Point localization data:

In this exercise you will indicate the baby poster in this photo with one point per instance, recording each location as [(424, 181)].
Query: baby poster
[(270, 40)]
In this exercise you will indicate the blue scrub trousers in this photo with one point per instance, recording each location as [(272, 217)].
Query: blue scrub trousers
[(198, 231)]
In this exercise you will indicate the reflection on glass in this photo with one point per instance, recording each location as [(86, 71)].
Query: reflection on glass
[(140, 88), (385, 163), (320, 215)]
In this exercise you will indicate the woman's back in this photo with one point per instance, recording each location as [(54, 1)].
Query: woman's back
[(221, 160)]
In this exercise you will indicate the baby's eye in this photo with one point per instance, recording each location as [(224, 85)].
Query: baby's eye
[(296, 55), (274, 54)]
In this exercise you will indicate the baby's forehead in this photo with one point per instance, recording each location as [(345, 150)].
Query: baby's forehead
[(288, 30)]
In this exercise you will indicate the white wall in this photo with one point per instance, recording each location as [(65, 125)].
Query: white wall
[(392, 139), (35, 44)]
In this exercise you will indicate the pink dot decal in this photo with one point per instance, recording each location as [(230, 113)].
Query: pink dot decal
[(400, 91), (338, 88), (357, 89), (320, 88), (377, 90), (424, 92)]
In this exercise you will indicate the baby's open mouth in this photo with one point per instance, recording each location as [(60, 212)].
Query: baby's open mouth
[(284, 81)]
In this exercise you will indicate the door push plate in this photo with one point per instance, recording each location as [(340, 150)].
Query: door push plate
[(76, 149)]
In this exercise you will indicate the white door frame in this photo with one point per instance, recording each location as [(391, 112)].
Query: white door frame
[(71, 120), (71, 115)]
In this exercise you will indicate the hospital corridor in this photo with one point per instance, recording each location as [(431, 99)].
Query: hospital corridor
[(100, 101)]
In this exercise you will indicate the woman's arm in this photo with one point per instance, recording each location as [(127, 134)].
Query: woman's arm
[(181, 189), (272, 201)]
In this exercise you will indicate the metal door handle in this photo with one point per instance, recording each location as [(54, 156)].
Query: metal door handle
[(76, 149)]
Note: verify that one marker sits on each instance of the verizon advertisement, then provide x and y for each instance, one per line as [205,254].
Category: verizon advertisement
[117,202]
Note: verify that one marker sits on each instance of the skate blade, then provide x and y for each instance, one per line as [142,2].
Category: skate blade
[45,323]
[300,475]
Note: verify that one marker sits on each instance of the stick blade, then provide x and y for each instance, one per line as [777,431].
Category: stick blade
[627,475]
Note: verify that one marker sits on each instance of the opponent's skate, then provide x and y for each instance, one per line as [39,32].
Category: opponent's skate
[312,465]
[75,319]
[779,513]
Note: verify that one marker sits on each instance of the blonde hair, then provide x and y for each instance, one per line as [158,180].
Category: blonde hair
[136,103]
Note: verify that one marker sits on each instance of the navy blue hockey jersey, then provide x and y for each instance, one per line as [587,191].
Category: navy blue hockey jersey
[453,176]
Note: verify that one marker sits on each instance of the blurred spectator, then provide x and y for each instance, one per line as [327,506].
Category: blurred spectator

_WORK TO COMPLETE_.
Each record is to be transcribed exactly and in full.

_EXPECTED ANSWER_.
In this exercise you will indicate the baby poster in this photo with one point per instance, recording each location as [(424, 181)].
Query: baby poster
[(270, 40)]
In this exercise you will indicate the blue scrub trousers in this photo with one point per instance, recording each location as [(272, 217)].
Query: blue scrub trousers
[(198, 231)]
In this exercise you will indicate the reflection on glass in this photo with one point per instance, recording each location as [(86, 71)].
Query: reflection on glass
[(140, 88), (385, 163), (320, 215)]
In this exercise you will indicate the woman's back in this photo with one point per instance, recording each location as [(54, 1)].
Query: woman's back
[(221, 160)]
In this exercise you will indicate the baby's eye in this photo with one point per instance, recording each location as [(224, 85)].
Query: baby's eye
[(296, 55), (274, 54)]
In this exercise you will indicate the baby's forehead in this photo with one point per instance, recording each location as [(345, 150)].
Query: baby's forehead
[(288, 30)]
In this exercise you will indicate the white wall in this photo with one point per instance, recording each location as [(65, 125)].
Query: white wall
[(392, 139), (35, 44)]
In this exercise you will indicate the pink dot decal in this photo with one point per instance, recording each location as [(230, 113)].
Query: pink dot decal
[(400, 91), (338, 88), (357, 89), (320, 88), (377, 90), (424, 92)]
In this exercise you will indicate the baby's open mouth in this photo with one point per instance, recording each location as [(60, 212)].
Query: baby's open mouth
[(284, 81)]
In this exercise you will indicate the door push plate in this photo with one point per instance, recording each location as [(340, 150)].
Query: door push plate
[(76, 149)]
In this exercise you will indicate the white door frame in this photo with one point per instance, recording each location as [(391, 112)].
Query: white door frame
[(71, 120), (71, 115)]
In this exercise you will indicate the hospital corridor in this photo with one point per instance, recording each location as [(431, 99)].
Query: hospital corridor
[(100, 101)]
In this exercise you will indicate the woman's arm in this photo with one point per instance, recording each location as [(127, 134)].
Query: woman's arm
[(181, 189), (272, 201)]
In this exercise you will indicate the metal door handle in this photo with one point per instance, recording each location as [(54, 156)].
Query: metal door handle
[(76, 149)]
Note: verify that one marker sits on each instance of the verizon advertisement, then provide x and y for each instance, one per line as [205,254].
Category: verizon advertisement
[117,202]
Note: verify that one marker sits on each instance of the skate blade, then provide x and y for each instance, one per line as [142,2].
Category: skate blade
[45,323]
[300,475]
Note: verify that one marker sits on each instance of the stick blade, then provide x and y for each instance, one per line as [777,431].
Category: stick blade
[627,475]
Note: verify that one marker sits on each instance of the opponent's skate, then provide x and y for each instance, one per line as [39,32].
Category: opponent's skate
[312,465]
[75,319]
[779,513]
Note: verify that one marker sits on each instance of the blonde hair, then provide x and y for each instance, one per line as [158,180].
Category: blonde hair
[136,103]
Note: verify that one marker sits on each instance of the navy blue hockey jersey, then provide x and y for each instance, one per line as [587,191].
Category: navy blue hockey jersey
[453,176]
Note: verify that one marker sits on each instance of the blurred spectator, then provide x and y for each instance, one per line as [327,506].
Category: blurred spectator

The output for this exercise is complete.